Saved entries

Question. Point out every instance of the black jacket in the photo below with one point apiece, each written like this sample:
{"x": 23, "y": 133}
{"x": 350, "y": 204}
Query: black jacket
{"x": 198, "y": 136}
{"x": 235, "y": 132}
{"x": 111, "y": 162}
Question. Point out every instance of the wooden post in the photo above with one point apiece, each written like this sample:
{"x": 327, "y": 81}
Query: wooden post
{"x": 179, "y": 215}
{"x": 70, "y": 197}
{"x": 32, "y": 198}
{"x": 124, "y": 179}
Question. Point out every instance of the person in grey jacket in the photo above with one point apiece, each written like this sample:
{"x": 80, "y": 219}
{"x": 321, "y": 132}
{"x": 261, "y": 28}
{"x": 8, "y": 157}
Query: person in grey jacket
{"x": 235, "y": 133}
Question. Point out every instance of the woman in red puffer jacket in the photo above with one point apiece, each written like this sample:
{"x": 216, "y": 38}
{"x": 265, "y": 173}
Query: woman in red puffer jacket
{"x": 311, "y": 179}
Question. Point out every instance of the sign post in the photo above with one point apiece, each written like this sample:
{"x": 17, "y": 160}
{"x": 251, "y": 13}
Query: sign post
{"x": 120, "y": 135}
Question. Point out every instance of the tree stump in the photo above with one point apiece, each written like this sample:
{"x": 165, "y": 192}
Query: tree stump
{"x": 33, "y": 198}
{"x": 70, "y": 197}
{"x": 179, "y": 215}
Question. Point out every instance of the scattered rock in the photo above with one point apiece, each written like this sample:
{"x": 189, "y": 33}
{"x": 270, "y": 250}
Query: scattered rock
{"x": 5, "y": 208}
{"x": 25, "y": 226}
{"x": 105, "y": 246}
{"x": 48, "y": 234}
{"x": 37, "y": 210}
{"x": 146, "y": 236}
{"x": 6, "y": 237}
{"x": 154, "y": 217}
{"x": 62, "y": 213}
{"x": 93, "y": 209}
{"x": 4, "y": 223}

(Your assignment) Copy every entry above word for word.

(Response)
Question. Point out every instance of the black jacket in the photo below with one point apiece, each written like this sample:
{"x": 23, "y": 133}
{"x": 350, "y": 204}
Query: black jacket
{"x": 198, "y": 136}
{"x": 235, "y": 132}
{"x": 111, "y": 162}
Question. Point out every instance of the wooden post in the photo above with one point apiece, each written like this sample:
{"x": 327, "y": 81}
Query: wooden post
{"x": 179, "y": 215}
{"x": 70, "y": 197}
{"x": 32, "y": 198}
{"x": 124, "y": 179}
Question. Point out every instance of the person in grey jacket in the photo above with one point apiece, each written like this sample:
{"x": 80, "y": 219}
{"x": 321, "y": 132}
{"x": 261, "y": 28}
{"x": 8, "y": 157}
Query: person in grey jacket
{"x": 235, "y": 133}
Question. Point out every instance of the woman in red puffer jacket in the photo above with one point apiece, each written like this sample:
{"x": 216, "y": 38}
{"x": 265, "y": 173}
Query: woman in red puffer jacket
{"x": 311, "y": 179}
Question. Point out every instance of the sign post in the photo above with one point apiece, each written like this sample:
{"x": 17, "y": 160}
{"x": 251, "y": 13}
Query: sign post
{"x": 120, "y": 135}
Question. Point out every instance of the tree stump in the photo above with one point apiece, each written like this sample:
{"x": 165, "y": 192}
Query: tree stump
{"x": 33, "y": 198}
{"x": 70, "y": 197}
{"x": 179, "y": 215}
Question. Point out every instance of the scattered rock in the photo above with one point apiece, each written like this sample:
{"x": 189, "y": 33}
{"x": 270, "y": 250}
Query: scattered rock
{"x": 5, "y": 208}
{"x": 25, "y": 226}
{"x": 105, "y": 246}
{"x": 48, "y": 234}
{"x": 37, "y": 210}
{"x": 146, "y": 236}
{"x": 6, "y": 237}
{"x": 154, "y": 217}
{"x": 62, "y": 213}
{"x": 93, "y": 209}
{"x": 4, "y": 223}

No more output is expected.